GIVEN EXERCISE:
Count the lines in the stored dataset items that contain the word "girl" and reply with that number alone.

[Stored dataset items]

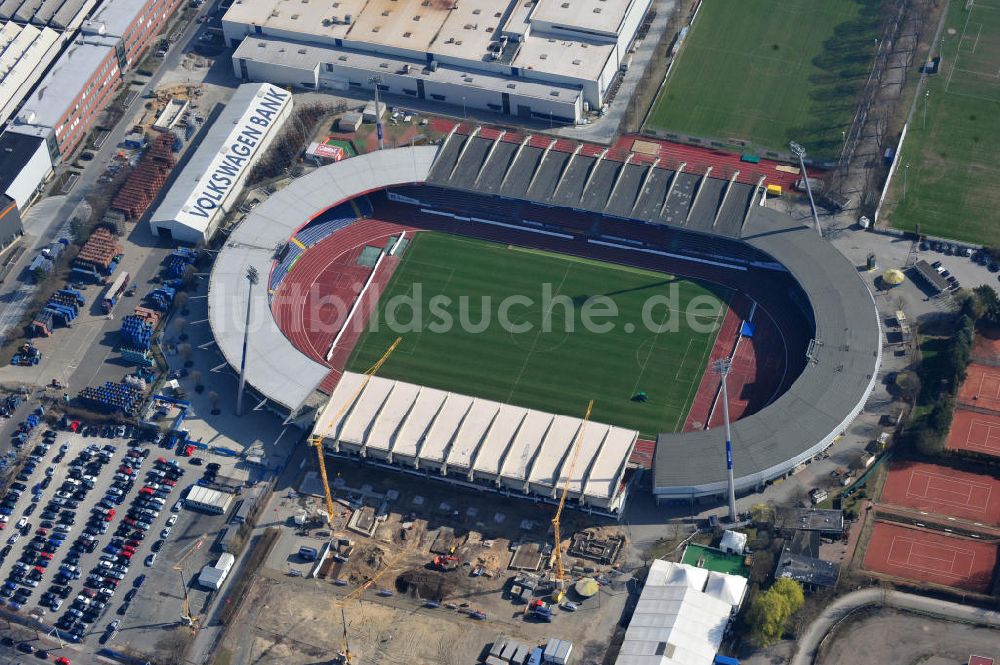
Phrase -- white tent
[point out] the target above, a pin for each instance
(681, 616)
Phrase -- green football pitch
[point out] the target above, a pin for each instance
(949, 188)
(523, 347)
(770, 72)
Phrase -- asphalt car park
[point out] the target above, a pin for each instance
(75, 543)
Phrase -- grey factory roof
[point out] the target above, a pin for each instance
(841, 373)
(62, 85)
(56, 13)
(809, 519)
(806, 569)
(277, 51)
(275, 368)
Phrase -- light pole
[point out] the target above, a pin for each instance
(252, 279)
(722, 367)
(376, 81)
(800, 152)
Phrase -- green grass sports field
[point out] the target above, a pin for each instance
(547, 367)
(950, 185)
(769, 72)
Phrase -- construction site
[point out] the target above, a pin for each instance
(450, 570)
(369, 555)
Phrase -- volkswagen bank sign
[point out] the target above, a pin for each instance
(238, 153)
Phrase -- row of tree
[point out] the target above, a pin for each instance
(942, 377)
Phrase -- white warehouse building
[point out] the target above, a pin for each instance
(477, 442)
(546, 59)
(213, 178)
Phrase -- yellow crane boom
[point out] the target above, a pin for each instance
(317, 441)
(560, 573)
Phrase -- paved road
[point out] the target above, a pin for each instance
(809, 641)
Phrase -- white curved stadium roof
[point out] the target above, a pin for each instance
(510, 446)
(275, 368)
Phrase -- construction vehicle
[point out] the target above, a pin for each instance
(445, 562)
(559, 593)
(187, 618)
(317, 441)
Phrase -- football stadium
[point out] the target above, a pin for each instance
(526, 276)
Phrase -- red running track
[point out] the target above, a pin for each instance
(312, 302)
(939, 489)
(758, 367)
(925, 556)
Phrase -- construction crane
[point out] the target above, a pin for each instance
(317, 441)
(186, 617)
(560, 573)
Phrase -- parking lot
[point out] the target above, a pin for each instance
(88, 520)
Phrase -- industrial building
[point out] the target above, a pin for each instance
(83, 80)
(212, 577)
(213, 177)
(511, 449)
(10, 221)
(25, 165)
(550, 59)
(32, 34)
(681, 616)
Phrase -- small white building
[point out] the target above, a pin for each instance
(733, 542)
(209, 500)
(682, 616)
(213, 178)
(212, 577)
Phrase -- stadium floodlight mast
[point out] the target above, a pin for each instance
(800, 152)
(376, 81)
(722, 367)
(252, 279)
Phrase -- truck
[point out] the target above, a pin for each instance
(114, 291)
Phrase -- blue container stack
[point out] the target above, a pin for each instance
(113, 397)
(161, 298)
(179, 260)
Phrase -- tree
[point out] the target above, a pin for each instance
(989, 304)
(767, 617)
(791, 591)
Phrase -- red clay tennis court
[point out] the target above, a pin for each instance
(975, 432)
(924, 556)
(981, 387)
(939, 489)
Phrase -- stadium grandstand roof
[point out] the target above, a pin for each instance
(521, 449)
(532, 170)
(275, 368)
(681, 616)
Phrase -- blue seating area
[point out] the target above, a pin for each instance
(284, 265)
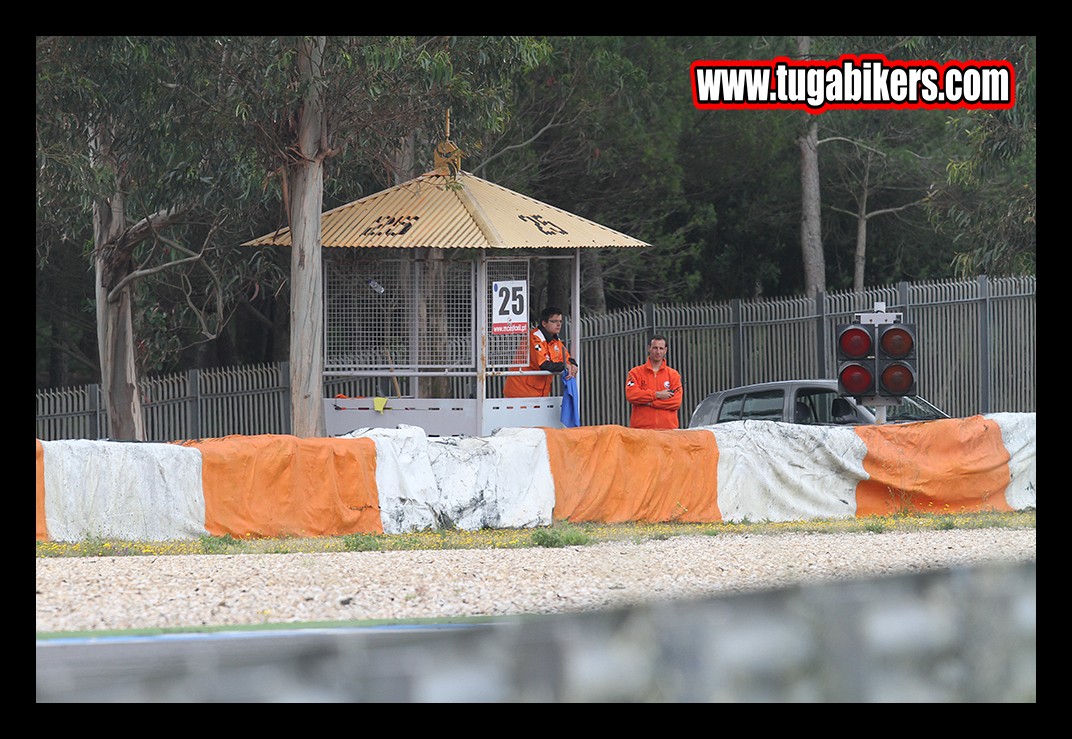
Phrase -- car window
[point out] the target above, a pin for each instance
(912, 408)
(767, 405)
(815, 407)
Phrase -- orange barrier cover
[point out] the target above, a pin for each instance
(615, 474)
(950, 466)
(277, 486)
(42, 525)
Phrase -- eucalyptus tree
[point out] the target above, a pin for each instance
(986, 204)
(308, 100)
(128, 156)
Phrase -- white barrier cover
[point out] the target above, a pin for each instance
(1018, 435)
(469, 483)
(770, 471)
(125, 490)
(404, 478)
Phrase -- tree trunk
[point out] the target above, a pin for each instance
(115, 325)
(306, 177)
(815, 268)
(814, 261)
(859, 260)
(593, 296)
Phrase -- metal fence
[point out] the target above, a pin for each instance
(977, 355)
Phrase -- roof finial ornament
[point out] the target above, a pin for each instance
(447, 157)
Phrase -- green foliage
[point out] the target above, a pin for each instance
(361, 543)
(218, 545)
(557, 536)
(560, 534)
(600, 126)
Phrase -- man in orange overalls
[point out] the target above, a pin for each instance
(654, 389)
(546, 352)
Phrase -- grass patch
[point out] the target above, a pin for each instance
(560, 534)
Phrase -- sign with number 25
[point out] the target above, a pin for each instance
(509, 307)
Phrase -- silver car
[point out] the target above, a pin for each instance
(802, 401)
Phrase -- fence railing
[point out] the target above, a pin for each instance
(977, 355)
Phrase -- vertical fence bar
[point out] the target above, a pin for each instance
(984, 343)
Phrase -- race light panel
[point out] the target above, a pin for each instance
(895, 364)
(855, 359)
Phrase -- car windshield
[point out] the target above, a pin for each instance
(911, 408)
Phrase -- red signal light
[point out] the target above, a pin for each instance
(854, 342)
(897, 342)
(897, 379)
(857, 380)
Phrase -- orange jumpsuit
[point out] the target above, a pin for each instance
(650, 412)
(540, 350)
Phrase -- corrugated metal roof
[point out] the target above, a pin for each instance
(462, 211)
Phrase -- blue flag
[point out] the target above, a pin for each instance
(570, 403)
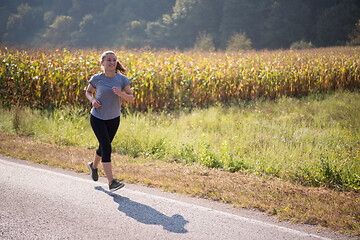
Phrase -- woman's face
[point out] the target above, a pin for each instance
(109, 62)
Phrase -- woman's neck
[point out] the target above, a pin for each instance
(110, 74)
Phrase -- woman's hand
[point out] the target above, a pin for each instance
(117, 91)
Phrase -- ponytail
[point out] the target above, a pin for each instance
(119, 66)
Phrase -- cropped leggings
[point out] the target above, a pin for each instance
(105, 131)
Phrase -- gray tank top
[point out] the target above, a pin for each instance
(110, 102)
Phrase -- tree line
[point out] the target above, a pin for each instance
(180, 24)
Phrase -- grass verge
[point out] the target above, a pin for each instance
(336, 210)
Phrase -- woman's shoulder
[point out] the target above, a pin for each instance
(96, 77)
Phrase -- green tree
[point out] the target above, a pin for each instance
(204, 42)
(59, 33)
(354, 36)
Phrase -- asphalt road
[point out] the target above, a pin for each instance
(37, 202)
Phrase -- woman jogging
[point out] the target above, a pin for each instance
(110, 87)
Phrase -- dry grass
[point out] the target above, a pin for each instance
(328, 208)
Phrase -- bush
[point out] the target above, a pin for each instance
(204, 42)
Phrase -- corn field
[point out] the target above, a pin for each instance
(166, 80)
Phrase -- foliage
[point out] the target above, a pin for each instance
(354, 36)
(238, 41)
(313, 140)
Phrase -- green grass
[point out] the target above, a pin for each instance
(313, 140)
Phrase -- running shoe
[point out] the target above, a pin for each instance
(93, 172)
(115, 185)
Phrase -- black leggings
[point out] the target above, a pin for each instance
(105, 131)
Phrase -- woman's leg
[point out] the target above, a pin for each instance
(105, 131)
(112, 127)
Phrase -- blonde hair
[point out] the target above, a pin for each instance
(119, 66)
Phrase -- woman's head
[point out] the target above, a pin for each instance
(109, 57)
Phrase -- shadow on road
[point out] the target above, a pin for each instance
(147, 215)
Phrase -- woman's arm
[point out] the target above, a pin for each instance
(126, 94)
(90, 90)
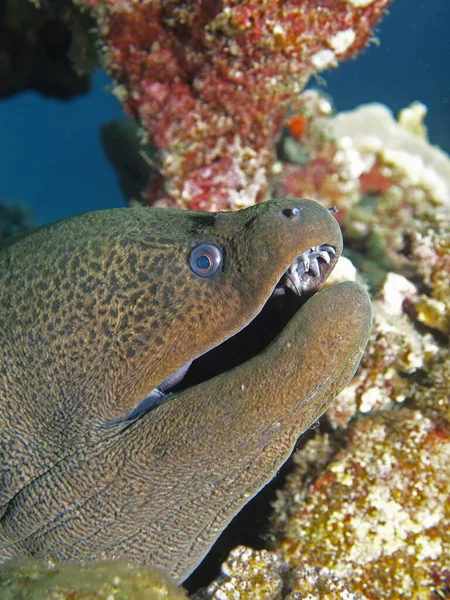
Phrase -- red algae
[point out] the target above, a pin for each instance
(209, 82)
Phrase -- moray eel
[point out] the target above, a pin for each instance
(130, 425)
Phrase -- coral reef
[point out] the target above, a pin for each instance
(377, 518)
(367, 519)
(38, 44)
(365, 512)
(209, 82)
(37, 580)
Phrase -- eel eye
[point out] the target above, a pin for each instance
(205, 259)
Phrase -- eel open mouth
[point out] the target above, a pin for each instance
(303, 277)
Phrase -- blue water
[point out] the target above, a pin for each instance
(50, 154)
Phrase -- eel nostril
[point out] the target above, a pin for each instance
(291, 213)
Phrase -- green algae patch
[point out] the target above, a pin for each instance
(45, 580)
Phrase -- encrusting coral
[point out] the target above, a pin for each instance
(365, 512)
(40, 580)
(209, 82)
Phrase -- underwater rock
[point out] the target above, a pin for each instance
(209, 82)
(362, 516)
(377, 517)
(247, 574)
(108, 580)
(133, 160)
(366, 511)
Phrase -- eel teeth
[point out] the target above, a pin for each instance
(307, 262)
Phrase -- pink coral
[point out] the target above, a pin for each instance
(209, 81)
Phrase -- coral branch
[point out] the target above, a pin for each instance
(209, 81)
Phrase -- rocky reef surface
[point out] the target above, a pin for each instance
(365, 511)
(40, 580)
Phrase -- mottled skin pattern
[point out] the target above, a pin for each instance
(95, 312)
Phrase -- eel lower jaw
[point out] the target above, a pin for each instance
(304, 276)
(307, 273)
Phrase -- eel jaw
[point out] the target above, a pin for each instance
(307, 273)
(303, 277)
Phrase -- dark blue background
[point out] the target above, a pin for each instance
(50, 154)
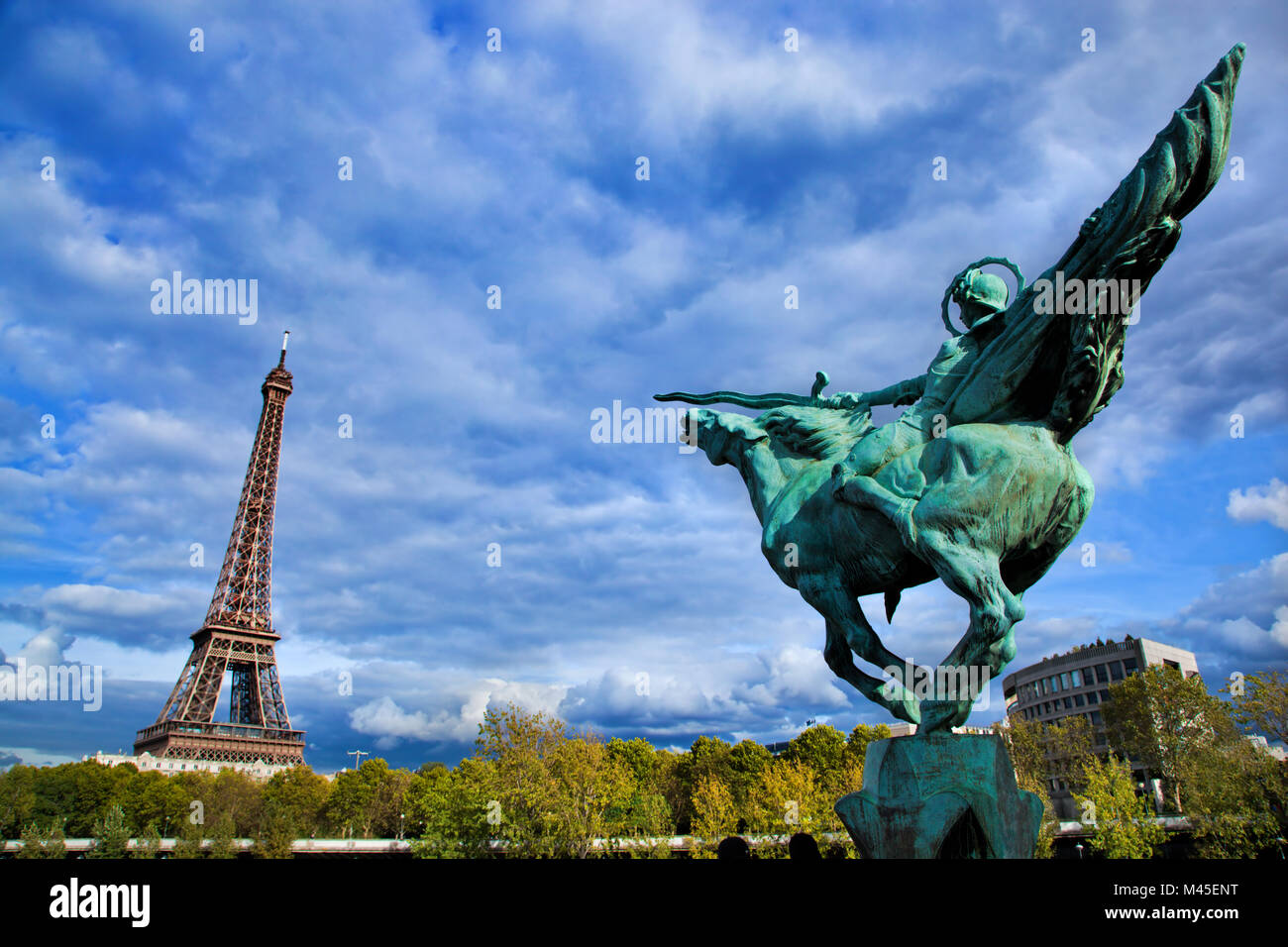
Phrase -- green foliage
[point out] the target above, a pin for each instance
(1158, 718)
(38, 843)
(297, 795)
(366, 801)
(278, 828)
(1262, 703)
(535, 789)
(857, 744)
(1122, 823)
(149, 844)
(1026, 744)
(111, 835)
(713, 814)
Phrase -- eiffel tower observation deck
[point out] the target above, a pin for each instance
(237, 637)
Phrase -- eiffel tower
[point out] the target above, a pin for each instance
(237, 634)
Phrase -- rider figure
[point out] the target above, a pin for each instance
(982, 298)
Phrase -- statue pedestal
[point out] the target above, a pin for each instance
(944, 795)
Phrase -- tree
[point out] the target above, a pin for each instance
(153, 799)
(822, 749)
(1026, 745)
(742, 768)
(1262, 703)
(647, 812)
(791, 799)
(857, 744)
(1069, 746)
(1234, 792)
(369, 800)
(1122, 823)
(297, 795)
(704, 759)
(589, 787)
(111, 835)
(277, 831)
(236, 795)
(1157, 718)
(452, 809)
(713, 814)
(17, 800)
(38, 843)
(149, 844)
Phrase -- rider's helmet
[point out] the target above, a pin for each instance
(980, 287)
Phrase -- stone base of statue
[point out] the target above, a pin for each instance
(944, 795)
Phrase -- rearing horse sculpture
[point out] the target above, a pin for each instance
(977, 483)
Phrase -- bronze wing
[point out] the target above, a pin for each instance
(1063, 368)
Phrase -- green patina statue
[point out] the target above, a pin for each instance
(975, 483)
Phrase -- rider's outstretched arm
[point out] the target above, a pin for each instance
(901, 393)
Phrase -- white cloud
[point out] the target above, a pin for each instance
(1267, 502)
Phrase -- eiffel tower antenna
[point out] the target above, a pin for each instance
(237, 635)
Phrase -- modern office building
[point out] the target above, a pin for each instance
(1077, 684)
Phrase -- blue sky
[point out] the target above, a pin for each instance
(472, 425)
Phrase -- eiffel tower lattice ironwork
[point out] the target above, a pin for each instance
(237, 635)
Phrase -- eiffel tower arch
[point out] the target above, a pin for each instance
(237, 637)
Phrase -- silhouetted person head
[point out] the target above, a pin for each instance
(803, 845)
(733, 847)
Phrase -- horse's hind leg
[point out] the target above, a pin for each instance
(990, 642)
(889, 694)
(849, 629)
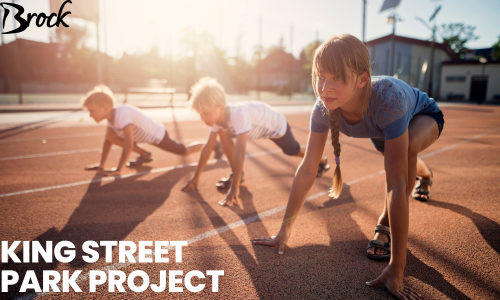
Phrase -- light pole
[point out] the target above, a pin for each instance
(364, 20)
(388, 4)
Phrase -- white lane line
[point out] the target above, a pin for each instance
(460, 143)
(64, 136)
(72, 152)
(211, 233)
(125, 176)
(51, 154)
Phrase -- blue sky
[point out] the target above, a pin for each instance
(135, 26)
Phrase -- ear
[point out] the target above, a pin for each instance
(363, 80)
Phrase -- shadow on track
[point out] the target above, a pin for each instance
(345, 265)
(490, 230)
(27, 127)
(107, 212)
(252, 266)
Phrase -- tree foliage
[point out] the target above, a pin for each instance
(496, 48)
(457, 35)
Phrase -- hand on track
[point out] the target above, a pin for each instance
(231, 198)
(94, 167)
(278, 241)
(392, 278)
(192, 185)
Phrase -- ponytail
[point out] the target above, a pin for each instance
(337, 175)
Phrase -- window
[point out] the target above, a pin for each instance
(455, 78)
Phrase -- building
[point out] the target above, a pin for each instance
(411, 60)
(278, 69)
(475, 80)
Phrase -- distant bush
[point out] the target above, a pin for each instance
(284, 89)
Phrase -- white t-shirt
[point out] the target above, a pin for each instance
(146, 130)
(257, 118)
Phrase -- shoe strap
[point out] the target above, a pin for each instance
(383, 229)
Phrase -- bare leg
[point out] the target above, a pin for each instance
(303, 152)
(113, 138)
(423, 132)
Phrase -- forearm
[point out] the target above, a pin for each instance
(302, 183)
(398, 210)
(127, 150)
(204, 156)
(106, 148)
(237, 168)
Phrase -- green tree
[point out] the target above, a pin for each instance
(496, 49)
(456, 35)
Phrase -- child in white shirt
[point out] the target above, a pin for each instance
(128, 126)
(243, 120)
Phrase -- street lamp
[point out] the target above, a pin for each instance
(431, 63)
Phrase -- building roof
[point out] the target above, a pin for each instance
(402, 39)
(469, 62)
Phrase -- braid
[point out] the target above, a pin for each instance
(337, 175)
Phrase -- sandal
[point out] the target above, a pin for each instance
(418, 192)
(380, 244)
(218, 153)
(140, 160)
(323, 167)
(225, 183)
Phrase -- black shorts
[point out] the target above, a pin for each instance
(288, 143)
(170, 145)
(437, 116)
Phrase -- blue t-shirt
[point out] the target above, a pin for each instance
(393, 104)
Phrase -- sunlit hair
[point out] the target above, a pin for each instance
(98, 97)
(340, 56)
(207, 93)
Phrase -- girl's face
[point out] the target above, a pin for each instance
(333, 91)
(211, 116)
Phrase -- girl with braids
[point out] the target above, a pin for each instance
(401, 122)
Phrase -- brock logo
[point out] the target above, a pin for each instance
(40, 19)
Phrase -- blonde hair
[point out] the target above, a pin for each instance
(207, 93)
(338, 56)
(101, 95)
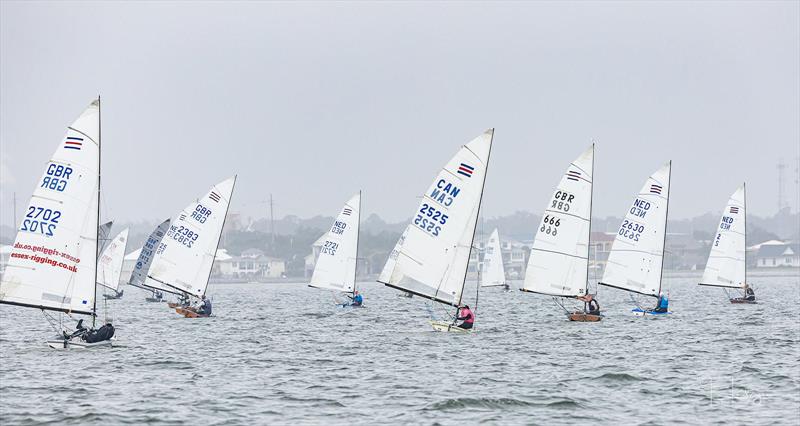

EXERCISE RESPONSE:
2